--- Task description ---
Rewrite the records with "green grass" replaced by "lawn turf" everywhere it appears, changing nothing else. Leave the pictures out of your answer.

----

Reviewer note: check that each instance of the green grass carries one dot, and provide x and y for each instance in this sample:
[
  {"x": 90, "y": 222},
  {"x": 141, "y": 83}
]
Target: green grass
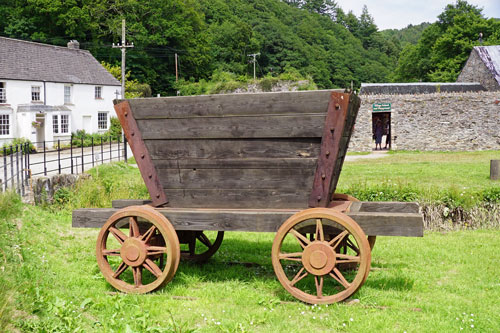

----

--- Exercise output ---
Reviewer note: check that each instance of the lawn turf carries one dot, and provide x and y for each instance in this sample:
[
  {"x": 90, "y": 222},
  {"x": 141, "y": 83}
]
Target: lawn turf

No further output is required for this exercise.